**TASK BRIEF**
Pick up the mailing-list message below about the MPI_Get assertion failure and keep writing from its last sentence; the data that follows it is not part of the message.

Start of SELECTED EXCERPT

[mpich-discuss] Assertion failure from too many MPI_Gets between fences
Jeremiah Willcock
jewillco at osl.iu.edu
Fri Jan 7 16:03:24 CST 2011
On Fri, 7 Jan 2011, Dave Goodell wrote:
> On Jan 7, 2011, at 3:44 PM CST, Jeremiah Willcock wrote:
>
>> On Fri, 7 Jan 2011, Dave Goodell wrote:
>>
>>> On Jan 7, 2011, at 12:56 PM CST, Jeremiah Willcock wrote:
>>>> on some or all ranks. I am using the SVN head version currently, but the same error (and same line number) occurred with 1.3.1. I am running two processes on one machine using "mpiexec -n 2 app"; the platform is x86-64 Linux (RHEL 5.5, gcc 4.1.2). The number of MPI_Get operations required seems to be about 260k; fewer appears to work fine, but the exact number required for the error varies. The kind of code I am using is:
>>>
>>> 260k is a large number of requests, if one req is being allocated for
>>> each Get. Requests are unfortunately large, somewhere on the order of
>>> 1 kiB, so 260k reqs is in the neighborhood of 260 MiB of memory,
>>> possibly double that if I'm lowballing the request size. The handle
>>> allocator has a theoretical capacity of at least 2^26 bits (~67
>>> million), so I don't think that we hit an intrinsic addressing limit.
>>>
>>> Is your application memory-constrained?
>>
>> Not really, at least at the sizes I'm testing at so far. Is there a
>> good way to test how much memory it is actually using, or how much
>> memory MPICH is using?
>
> Not off the top of my head. It seems like you are using a small-ish
> test program to check this. Can you send that to me so that I can
> reproduce this for myself and play with the bug?
I don't really have a small program for this, just part of a larger one
that I was putting print statements in and hacking on. The relevant part
of the code just creates a window for an array (with different data on
different ranks) then does MPI_Gets on random parts of it to implement a
large gather operation. A code such as row-distributed sparse
matrix-vector multiplication would have this kind of access pattern as
well.

End of SELECTED EXCERPT
Start of PROVIDED MATERIAL

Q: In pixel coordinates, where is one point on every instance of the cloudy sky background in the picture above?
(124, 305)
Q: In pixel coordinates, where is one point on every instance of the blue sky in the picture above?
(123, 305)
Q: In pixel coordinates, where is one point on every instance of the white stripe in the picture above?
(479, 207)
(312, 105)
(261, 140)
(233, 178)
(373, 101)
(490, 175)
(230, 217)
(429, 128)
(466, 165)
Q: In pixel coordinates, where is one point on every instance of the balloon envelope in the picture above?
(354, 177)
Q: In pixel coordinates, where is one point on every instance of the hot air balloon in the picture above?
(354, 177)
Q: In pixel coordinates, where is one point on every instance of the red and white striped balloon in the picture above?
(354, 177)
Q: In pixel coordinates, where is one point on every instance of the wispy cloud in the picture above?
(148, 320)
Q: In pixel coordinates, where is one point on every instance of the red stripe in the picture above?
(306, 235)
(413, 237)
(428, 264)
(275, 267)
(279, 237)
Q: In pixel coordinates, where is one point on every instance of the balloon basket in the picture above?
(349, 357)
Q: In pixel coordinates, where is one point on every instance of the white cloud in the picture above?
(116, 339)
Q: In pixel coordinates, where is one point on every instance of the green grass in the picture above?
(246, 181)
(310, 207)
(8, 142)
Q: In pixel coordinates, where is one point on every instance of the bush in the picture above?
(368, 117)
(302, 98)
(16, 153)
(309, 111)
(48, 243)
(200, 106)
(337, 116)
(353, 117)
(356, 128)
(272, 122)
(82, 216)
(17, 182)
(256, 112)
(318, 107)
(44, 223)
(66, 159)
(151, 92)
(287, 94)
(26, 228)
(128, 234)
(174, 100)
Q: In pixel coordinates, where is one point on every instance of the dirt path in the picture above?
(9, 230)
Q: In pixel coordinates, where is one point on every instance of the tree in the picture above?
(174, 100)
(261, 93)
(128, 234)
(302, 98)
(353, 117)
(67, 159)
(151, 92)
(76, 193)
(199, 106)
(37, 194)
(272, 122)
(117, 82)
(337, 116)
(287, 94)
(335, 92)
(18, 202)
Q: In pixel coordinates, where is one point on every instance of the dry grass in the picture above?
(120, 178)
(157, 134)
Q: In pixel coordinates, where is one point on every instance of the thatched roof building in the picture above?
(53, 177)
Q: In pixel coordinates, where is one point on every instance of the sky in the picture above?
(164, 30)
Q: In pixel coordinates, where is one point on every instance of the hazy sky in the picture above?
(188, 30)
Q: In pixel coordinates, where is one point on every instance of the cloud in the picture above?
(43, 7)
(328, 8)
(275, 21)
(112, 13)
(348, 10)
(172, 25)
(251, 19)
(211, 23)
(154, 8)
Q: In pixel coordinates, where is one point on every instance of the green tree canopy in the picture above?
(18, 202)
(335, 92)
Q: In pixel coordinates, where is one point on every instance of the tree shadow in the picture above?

End of PROVIDED MATERIAL

**OUTPUT OF THE EXERCISE**
>> Inserting fences periodically in my code fixes the problem, but the
>> fence frequency needed is proportional to the number of ranks in the
>> job. I think the MPI implementation should automatically do whatever
>> flow control it needs to avoid running out of memory, no matter how
>> many requests the application feeds in.
>
> I agree, the MPI implementation should take care of that, within reason.
> But forcing an MPI_Get to be nonblocking will require a careful reading
> of the MPI standard to ensure that's valid behavior. I think I can
> construct scenarios where an MPI_Get that blocks would cause a
> deadlock...
I believe (like everything else in MPI) they can be nonblocking or
blocking, at the implementation's choice, but I don't know for sure.
Remember that you can't assume that a get has completed until the next
fence, so you can't depend on seeing the answer (which I think was what
you were worried about causing deadlocks). I treat the MPI_Gets as
nonblocking in my application; that's why I start a large number of them
then use a fence to complete them all before using the results.
> Without knowing exactly why it's failing, other than some sort of
> request allocation problem, it's hard to say what the right fix is.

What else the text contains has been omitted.